▶ **Task**
Substitute "Mark" for "Pick out" everywhere in the lines below, keeping the rest unchanged.

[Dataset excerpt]
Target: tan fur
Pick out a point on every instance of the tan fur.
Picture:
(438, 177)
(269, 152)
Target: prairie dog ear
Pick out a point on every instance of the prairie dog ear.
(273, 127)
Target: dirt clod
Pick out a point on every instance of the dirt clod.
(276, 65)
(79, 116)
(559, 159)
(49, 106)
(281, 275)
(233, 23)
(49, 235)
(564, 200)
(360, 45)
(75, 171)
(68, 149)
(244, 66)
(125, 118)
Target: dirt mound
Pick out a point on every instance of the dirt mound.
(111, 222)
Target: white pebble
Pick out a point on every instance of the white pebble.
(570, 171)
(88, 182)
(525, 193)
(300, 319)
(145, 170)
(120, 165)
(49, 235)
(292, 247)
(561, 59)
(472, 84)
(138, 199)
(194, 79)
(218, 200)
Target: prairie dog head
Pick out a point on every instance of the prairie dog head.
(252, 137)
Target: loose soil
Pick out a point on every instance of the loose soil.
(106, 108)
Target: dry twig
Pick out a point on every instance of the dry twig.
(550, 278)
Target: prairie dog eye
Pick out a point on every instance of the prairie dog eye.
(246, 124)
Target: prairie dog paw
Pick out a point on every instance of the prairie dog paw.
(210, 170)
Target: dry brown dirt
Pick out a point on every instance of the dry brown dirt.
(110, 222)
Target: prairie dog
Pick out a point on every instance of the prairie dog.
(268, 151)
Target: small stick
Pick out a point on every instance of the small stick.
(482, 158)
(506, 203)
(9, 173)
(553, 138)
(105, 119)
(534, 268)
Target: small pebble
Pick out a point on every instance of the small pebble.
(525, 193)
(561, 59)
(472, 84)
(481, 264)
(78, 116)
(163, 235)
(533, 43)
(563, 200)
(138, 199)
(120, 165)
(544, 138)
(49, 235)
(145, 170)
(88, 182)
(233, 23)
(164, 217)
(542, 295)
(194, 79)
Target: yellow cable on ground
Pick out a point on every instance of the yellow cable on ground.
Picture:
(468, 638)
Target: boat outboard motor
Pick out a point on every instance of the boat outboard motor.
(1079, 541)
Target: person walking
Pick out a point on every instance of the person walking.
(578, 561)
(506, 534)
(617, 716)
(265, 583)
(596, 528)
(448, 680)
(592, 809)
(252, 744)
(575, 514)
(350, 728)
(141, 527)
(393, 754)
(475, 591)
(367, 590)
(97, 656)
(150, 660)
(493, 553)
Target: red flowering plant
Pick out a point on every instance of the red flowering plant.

▶ **Answer to the task**
Target: tan fur
Mark a point on every instance of the tan fur.
Picture:
(438, 177)
(269, 152)
Target: prairie dog ear
Mark a point on every instance of the prairie dog ear.
(273, 127)
Target: dirt clod
Mark a point on every instance of the dirt clod.
(276, 65)
(79, 116)
(559, 159)
(49, 106)
(281, 275)
(233, 23)
(49, 235)
(564, 200)
(360, 45)
(75, 171)
(68, 149)
(244, 66)
(125, 118)
Target: dirt mound
Mark a point on every instance of the dirt mound.
(111, 222)
Target: white pebble
Mark a point on every instance of the white pebble.
(570, 171)
(88, 182)
(525, 193)
(300, 319)
(145, 170)
(120, 165)
(49, 235)
(292, 247)
(561, 59)
(472, 84)
(138, 199)
(194, 79)
(218, 200)
Target: prairie dog head
Mark a point on every instance of the prairie dog head.
(252, 137)
Target: loose soil
Mark a point on every instance of the loose soil.
(106, 108)
Target: dry twig
Mark a point on every instance of the dry twig.
(550, 278)
Target: prairie dog eye
Mark a point on every instance of the prairie dog eye.
(246, 124)
Target: prairie dog paw
Mark a point on every instance of the prairie dog paw.
(210, 170)
Target: dry brown dirt
Mark a point on every instance of the dry brown dirt.
(110, 222)
Target: prairie dog
Mark a point on every instance of the prairie dog.
(268, 151)
Target: small stick
Mark a point on every instance of the small stick.
(482, 158)
(506, 203)
(9, 173)
(553, 138)
(105, 119)
(534, 268)
Target: small pebble
Mark a point on every instance of the small pebble.
(525, 193)
(561, 59)
(472, 84)
(481, 264)
(78, 116)
(163, 235)
(533, 43)
(563, 200)
(138, 199)
(120, 165)
(544, 138)
(49, 235)
(145, 170)
(88, 182)
(233, 23)
(164, 217)
(542, 295)
(194, 79)
Target: yellow cable on ground
Mark a point on every instance of the yellow cable on ground.
Picture:
(468, 638)
Target: boat outboard motor
Mark a point on every instance of the boat outboard motor.
(1079, 541)
Target: person walking
Mark a point on every instance of the person walking.
(578, 561)
(506, 534)
(617, 716)
(265, 583)
(596, 528)
(448, 680)
(592, 809)
(252, 744)
(575, 514)
(350, 728)
(141, 527)
(393, 754)
(475, 591)
(367, 590)
(97, 656)
(150, 660)
(493, 553)
Target: red flowering plant
Mark a point on every instance of the red flowering plant.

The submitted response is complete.